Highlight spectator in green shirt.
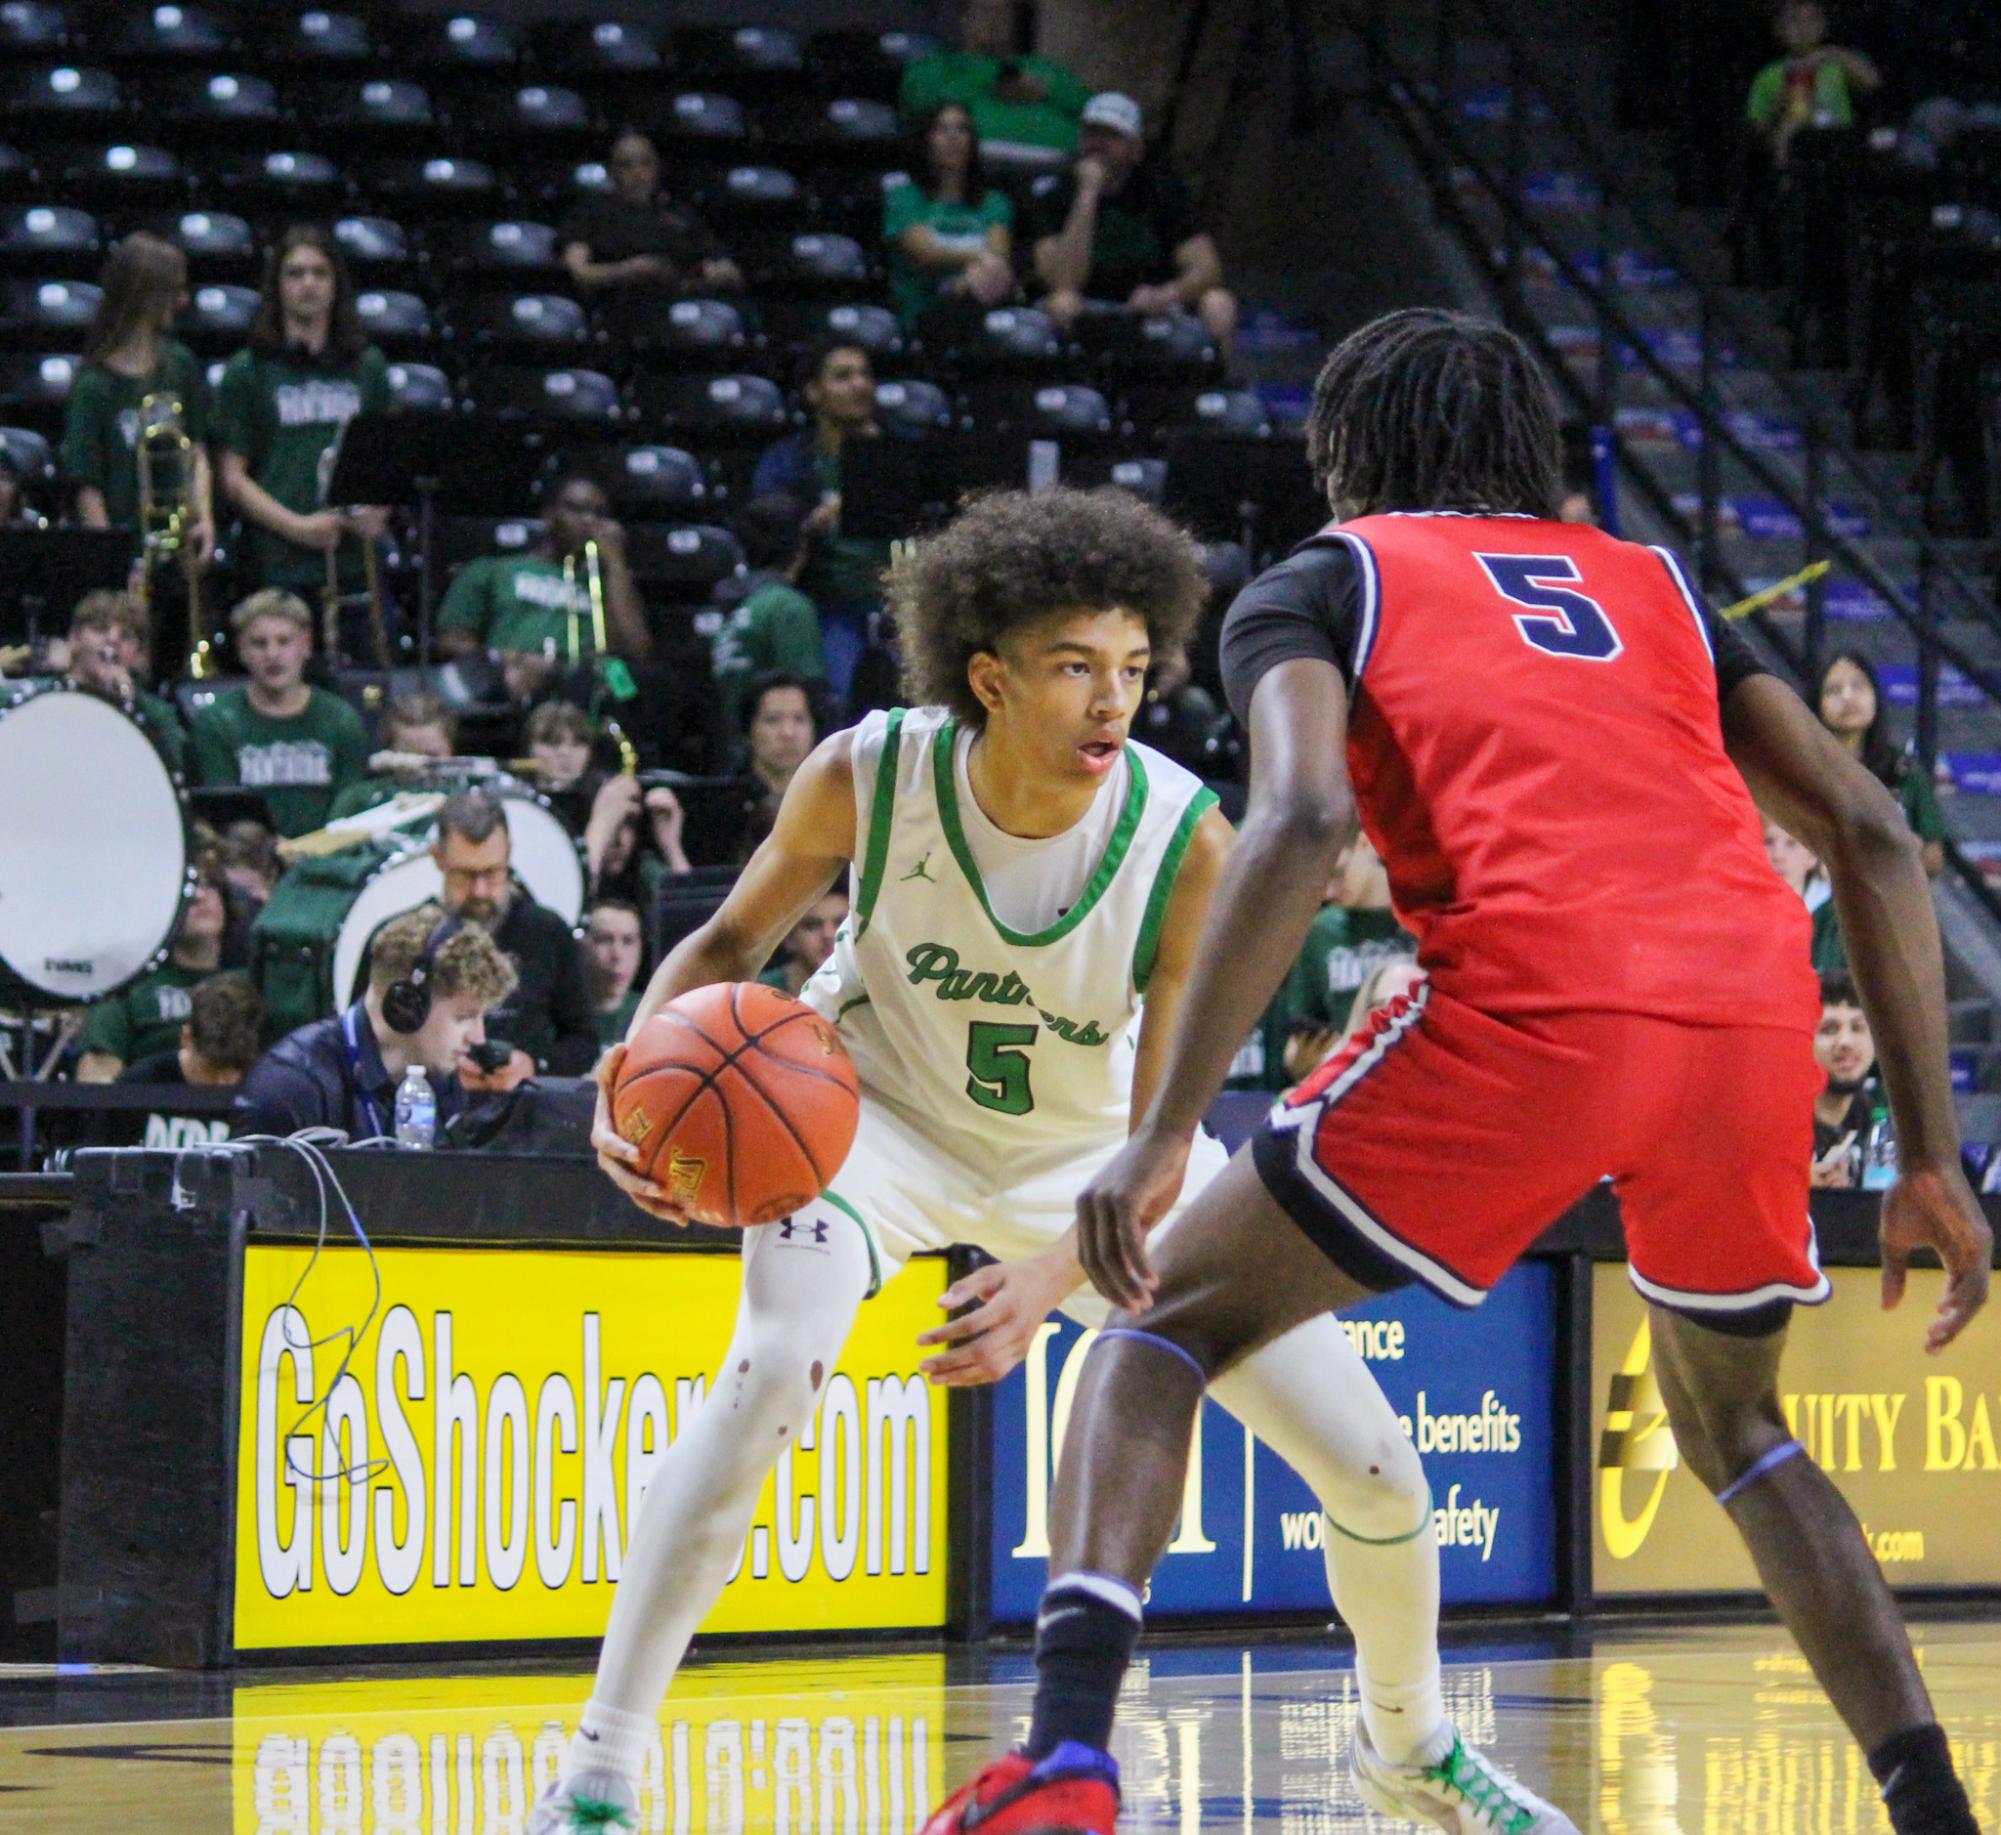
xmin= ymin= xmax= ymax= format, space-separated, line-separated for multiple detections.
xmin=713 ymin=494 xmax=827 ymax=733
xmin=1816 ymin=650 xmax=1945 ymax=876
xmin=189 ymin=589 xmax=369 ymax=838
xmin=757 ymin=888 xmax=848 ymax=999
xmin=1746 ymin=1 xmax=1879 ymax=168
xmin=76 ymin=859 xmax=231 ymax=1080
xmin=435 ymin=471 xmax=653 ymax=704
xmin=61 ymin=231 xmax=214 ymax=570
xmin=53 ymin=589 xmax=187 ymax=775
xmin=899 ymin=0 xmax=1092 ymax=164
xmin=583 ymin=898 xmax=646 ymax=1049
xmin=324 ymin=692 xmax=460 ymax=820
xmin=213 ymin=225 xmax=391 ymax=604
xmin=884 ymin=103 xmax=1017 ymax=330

--

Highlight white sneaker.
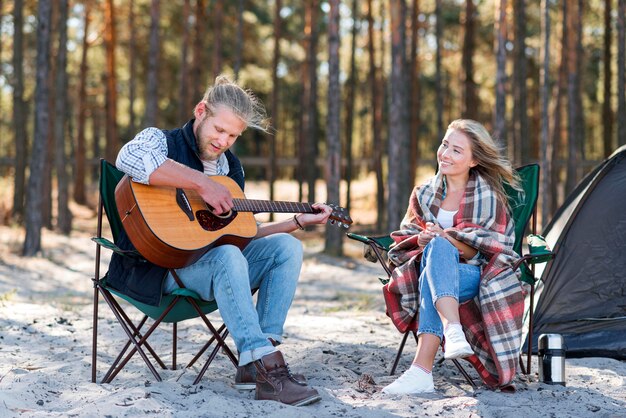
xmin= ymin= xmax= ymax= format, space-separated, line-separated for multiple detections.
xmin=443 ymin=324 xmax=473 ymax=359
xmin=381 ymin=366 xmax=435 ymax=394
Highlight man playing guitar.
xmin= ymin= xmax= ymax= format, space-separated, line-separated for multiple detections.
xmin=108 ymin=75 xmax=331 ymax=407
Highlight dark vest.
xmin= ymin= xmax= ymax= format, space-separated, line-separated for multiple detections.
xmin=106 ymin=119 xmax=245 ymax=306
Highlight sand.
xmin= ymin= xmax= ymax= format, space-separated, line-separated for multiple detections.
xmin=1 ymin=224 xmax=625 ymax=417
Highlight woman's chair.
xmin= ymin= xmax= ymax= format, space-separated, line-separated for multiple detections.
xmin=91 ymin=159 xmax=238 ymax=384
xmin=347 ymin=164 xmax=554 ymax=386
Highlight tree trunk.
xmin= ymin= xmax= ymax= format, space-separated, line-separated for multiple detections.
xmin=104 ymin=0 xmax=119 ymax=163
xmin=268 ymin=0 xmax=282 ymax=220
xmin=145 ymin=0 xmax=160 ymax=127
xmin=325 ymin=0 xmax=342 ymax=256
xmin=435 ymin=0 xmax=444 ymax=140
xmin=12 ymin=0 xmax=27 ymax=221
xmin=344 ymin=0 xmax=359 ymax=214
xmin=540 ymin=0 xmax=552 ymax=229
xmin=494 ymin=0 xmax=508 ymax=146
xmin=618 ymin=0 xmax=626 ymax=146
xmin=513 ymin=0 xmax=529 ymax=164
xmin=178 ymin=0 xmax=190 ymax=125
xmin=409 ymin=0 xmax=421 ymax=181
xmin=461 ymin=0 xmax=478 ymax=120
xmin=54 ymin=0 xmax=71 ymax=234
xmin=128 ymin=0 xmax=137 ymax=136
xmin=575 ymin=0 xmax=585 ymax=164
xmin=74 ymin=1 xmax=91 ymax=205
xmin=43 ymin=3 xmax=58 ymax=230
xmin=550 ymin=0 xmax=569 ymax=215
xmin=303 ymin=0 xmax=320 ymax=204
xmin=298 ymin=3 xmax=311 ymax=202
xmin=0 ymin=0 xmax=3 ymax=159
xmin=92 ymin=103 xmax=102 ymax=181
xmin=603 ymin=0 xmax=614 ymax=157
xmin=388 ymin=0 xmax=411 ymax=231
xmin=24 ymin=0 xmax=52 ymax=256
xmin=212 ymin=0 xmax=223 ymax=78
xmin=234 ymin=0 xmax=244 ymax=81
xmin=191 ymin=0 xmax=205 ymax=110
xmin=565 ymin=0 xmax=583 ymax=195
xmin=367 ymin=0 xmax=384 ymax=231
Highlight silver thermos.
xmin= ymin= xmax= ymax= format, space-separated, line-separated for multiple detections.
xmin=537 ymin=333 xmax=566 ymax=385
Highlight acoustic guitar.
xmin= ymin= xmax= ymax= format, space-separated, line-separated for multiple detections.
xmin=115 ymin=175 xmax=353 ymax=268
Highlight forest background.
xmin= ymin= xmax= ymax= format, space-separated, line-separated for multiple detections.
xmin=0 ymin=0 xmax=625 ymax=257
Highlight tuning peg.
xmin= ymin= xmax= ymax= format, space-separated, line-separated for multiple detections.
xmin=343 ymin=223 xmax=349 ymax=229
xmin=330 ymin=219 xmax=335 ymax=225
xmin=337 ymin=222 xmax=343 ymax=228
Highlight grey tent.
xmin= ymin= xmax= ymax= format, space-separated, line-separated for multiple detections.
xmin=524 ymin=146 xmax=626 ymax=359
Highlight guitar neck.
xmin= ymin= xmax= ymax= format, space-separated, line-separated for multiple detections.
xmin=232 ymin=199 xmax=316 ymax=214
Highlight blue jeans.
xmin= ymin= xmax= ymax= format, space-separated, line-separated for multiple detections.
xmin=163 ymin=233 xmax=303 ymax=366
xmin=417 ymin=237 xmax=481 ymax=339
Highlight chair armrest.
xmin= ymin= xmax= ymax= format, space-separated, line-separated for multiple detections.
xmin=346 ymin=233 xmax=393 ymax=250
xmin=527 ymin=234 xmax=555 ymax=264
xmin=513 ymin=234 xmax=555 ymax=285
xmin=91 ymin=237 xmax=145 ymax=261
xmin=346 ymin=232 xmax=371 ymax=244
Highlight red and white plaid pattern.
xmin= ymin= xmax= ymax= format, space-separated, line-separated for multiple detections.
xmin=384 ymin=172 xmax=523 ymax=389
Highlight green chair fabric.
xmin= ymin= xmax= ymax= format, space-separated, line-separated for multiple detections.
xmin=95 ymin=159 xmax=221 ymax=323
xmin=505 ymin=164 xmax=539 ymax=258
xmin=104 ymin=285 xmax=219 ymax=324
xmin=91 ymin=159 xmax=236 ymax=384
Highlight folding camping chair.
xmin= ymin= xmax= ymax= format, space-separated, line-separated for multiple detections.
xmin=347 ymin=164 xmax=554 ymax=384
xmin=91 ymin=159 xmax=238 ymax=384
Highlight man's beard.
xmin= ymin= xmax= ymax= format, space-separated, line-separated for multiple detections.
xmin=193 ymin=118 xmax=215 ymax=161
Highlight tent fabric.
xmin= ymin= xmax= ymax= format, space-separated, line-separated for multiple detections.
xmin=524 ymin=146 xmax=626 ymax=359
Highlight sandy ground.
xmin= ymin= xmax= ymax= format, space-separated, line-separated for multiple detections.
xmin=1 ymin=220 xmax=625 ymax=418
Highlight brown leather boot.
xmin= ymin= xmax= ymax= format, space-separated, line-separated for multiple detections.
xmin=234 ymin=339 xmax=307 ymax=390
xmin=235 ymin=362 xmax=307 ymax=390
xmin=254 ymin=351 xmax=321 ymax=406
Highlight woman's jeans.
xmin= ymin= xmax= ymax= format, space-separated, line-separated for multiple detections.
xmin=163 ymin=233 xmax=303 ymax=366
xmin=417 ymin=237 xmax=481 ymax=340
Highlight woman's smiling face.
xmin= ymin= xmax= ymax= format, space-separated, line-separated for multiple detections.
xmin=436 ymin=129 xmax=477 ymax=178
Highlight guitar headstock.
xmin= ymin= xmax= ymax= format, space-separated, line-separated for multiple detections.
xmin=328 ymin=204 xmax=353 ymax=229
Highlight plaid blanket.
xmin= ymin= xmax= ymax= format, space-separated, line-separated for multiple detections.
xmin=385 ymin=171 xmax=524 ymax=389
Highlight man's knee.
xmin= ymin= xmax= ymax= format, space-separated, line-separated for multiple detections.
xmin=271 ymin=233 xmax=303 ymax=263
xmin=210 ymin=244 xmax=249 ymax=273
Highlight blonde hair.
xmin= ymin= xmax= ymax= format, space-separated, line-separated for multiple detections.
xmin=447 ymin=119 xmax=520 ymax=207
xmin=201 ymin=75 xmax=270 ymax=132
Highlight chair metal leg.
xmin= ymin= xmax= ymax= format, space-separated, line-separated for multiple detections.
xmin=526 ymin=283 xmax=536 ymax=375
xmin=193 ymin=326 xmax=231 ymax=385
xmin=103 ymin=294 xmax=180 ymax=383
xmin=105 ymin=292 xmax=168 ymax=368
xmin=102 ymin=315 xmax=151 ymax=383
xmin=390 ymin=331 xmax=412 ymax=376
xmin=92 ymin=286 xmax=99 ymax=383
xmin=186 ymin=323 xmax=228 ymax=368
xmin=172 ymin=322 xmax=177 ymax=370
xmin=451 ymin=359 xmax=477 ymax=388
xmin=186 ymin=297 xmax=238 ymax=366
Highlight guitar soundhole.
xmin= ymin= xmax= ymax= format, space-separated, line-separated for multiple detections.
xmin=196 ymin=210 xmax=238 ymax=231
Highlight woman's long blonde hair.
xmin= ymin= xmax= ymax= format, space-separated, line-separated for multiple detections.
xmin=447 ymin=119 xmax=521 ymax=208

Instructions to follow:
Here the output must be the lines above from the line with "Highlight tuning peg." to the line with "Highlight folding camping chair.", both included, duplicated word for word and nothing else.

Your solution:
Highlight tuning peg.
xmin= ymin= xmax= ymax= format, space-separated, line-separated for multiple detections.
xmin=343 ymin=223 xmax=349 ymax=229
xmin=330 ymin=219 xmax=335 ymax=225
xmin=337 ymin=222 xmax=343 ymax=228
Highlight grey tent.
xmin= ymin= xmax= ymax= format, space-separated, line-separated for multiple detections.
xmin=524 ymin=146 xmax=626 ymax=359
Highlight guitar neck.
xmin= ymin= xmax= ymax= format, space-separated, line-separated for multiple detections.
xmin=232 ymin=199 xmax=316 ymax=214
Highlight blue jeans.
xmin= ymin= xmax= ymax= format, space-separated, line-separated for multiple detections.
xmin=163 ymin=233 xmax=303 ymax=366
xmin=417 ymin=237 xmax=481 ymax=339
Highlight chair armrest.
xmin= ymin= xmax= ymax= format, space-separated, line-separated for multiple detections.
xmin=346 ymin=233 xmax=393 ymax=250
xmin=527 ymin=234 xmax=555 ymax=264
xmin=513 ymin=234 xmax=555 ymax=285
xmin=91 ymin=237 xmax=145 ymax=261
xmin=346 ymin=232 xmax=371 ymax=244
Highlight red and white plaid pattern.
xmin= ymin= xmax= ymax= format, space-separated, line-separated for multiple detections.
xmin=384 ymin=172 xmax=523 ymax=389
Highlight green chair fabric.
xmin= ymin= xmax= ymax= format, space-separated, line-separated for multiple detections.
xmin=95 ymin=159 xmax=221 ymax=323
xmin=505 ymin=164 xmax=539 ymax=258
xmin=104 ymin=285 xmax=219 ymax=324
xmin=91 ymin=159 xmax=236 ymax=384
Highlight folding camping chair.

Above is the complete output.